TAREFAS OBRIGATÓRIAS
1. Reproduza fielmente um trecho do texto sobre o assédio de rua: comece nas palavras que contêm "O objectivo do" e termine logo após "publicado no YouTube.".
2. Prossiga o texto sobre o assédio de rua a partir da última frase apresentada.

Usar calças em vez de saias?
No documentário, exibem-se testemunhos de mulheres, vítimas de sexismo, que relatam as estratégias que adoptam para evitar o assédio nas vias públicas. Mudar a forma de vestir, escolher caminhos alternativos, usar calças em vez de saias, evitar o contacto visual, não andar de transportes públicos ou andar de "phones" para não ouvir comentários indesejados são alguns dos exemplos de técnicas.
"Tenho a sensação de que não sou livre", comenta uma das jovens. Outra admite, ainda, que é "muito frustrante" mas que "a outra parte é que tem de mudar de atitude", já que o sentimento de culpa e de "vergonha", neste tipo de situações, levam muitas vezes a mulher a achar que existe algo de errado com ela. "Se calhar é a minha roupa que está mal ou o meu comportamento", questiona uma das mulheres no filme.
O objectivo do documentário foi mostrar à população feminina uma realidade que ainda é "tabu" e transmitir a mensagem de que "não são as únicas no mundo e que é um problema que afecta muitas mulheres", revela a jovem realizadora à cadeia de televisão.
Ao captar testemunhos de mulheres de várias etnias e culturas, Sophie Peeters pretende alertar para o facto de não ser um problema étnico, e reforçar que existe, no filme, um "especial cuidado para não cair no erro de estereotipar a comunidade de imigrantes árabes", que se estabeleceu naquela zona. No entanto, a mensagem não foi bem recebida pelo grupo Sharia4Belgium que faz várias ameaças, num vídeo publicado no YouTube.
Desde que foi lançado, a 26 de Julho deste ano, o filme tem gerado grande debate na esfera pública. Para além da circulação de mensagens no ciberespaço, o Ministério Público de Bruxelas e os municípios belgas chegaram a um acordo, implementando uma iniciativa que obriga o pagamento de uma coima de 250 euros para quem tenha molestado uma mulher na rua. O projecto de lei também já foi proposto pelo ministro do Interior daquele país.
Cultura machista?

BLOCO DE DADOS
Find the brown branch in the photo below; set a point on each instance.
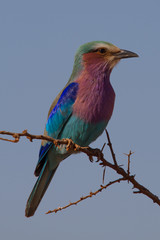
(87, 196)
(90, 153)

RESULTADOS DO EXERCÍCIO
1.
O objectivo do documentário foi mostrar à população feminina uma realidade que ainda é "tabu" e transmitir a mensagem de que "não são as únicas no mundo e que é um problema que afecta muitas mulheres", revela a jovem realizadora à cadeia de televisão.
Ao captar testemunhos de mulheres de várias etnias e culturas, Sophie Peeters pretende alertar para o facto de não ser um problema étnico, e reforçar que existe, no filme, um "especial cuidado para não cair no erro de estereotipar a comunidade de imigrantes árabes", que se estabeleceu naquela zona. No entanto, a mensagem não foi bem recebida pelo grupo Sharia4Belgium que faz várias ameaças, num vídeo publicado no YouTube.

2.
No documentário, Sophie Peeters entrevista elementos do sexo masculino que têm por hábito lançar piropos, nas ruas do bairro. Apesar de garantirem que em "99 por cento das vezes" não obtêm resposta, consideram que o piropo é uma forma de elogio: "Se ninguém olha para ti, vais-te sentir mal", afirma um dos homens que defende a ideia de que este tipo de comportamento serve também para aumentar a auto-estima das mulheres.
Por outro lado, a imagem da mulher ocidental tem sido retratada, cada vez mais, como objecto sexual, com publicidade a representar um papel central no alimentar desta perspectiva, explica a jovem realizadora na narração do documentário: "Como podemos ser respeitadas, as mulheres, se estão constantemente a retratar como uma "boneca insuflável".
Os testemunhos de assédio sexual nas vias públicas são publicados um pouco por todo o mundo, como é o exemplo do projecto "Hollaback", onde se reúnem vários depoimentos de vítimas que encontram ali uma comunidade de partilha e de apoio.
Portugal não tem legislação
A nível nacional, não existe nenhuma legislação para o assédio sexual no espaço público e na rua, sendo, apenas, um crime regulado pelos artigos 25.º e 26.º da Constituição da República Portuguesa. No que diz respeito ao assédio no local de trabalho, a lei já é mais específica, podendo constituir uma contra-ordenação muito grave, segundo o artigo 29.º do Código do Trabalho.
Segundo a União de Mulheres Alternativa Resposta (UMAR), "em Portugal há uma certa confusão conceptual entre assédio e sedução", e a "crença de que o assédio sexual depende de certos comportamentos e aparências", tais como, maquilhagem, roupas e adereços, pode levar à "culpabilização social das vítimas, tornando-as ainda mais vulneráveis", refere a organização, a propósito do Seminário Internacional sobre o Assédio Sexual no Espaço Público e Trabalho, realizado no ano passado, em colaboração com a Embaixada dos Países Baixos.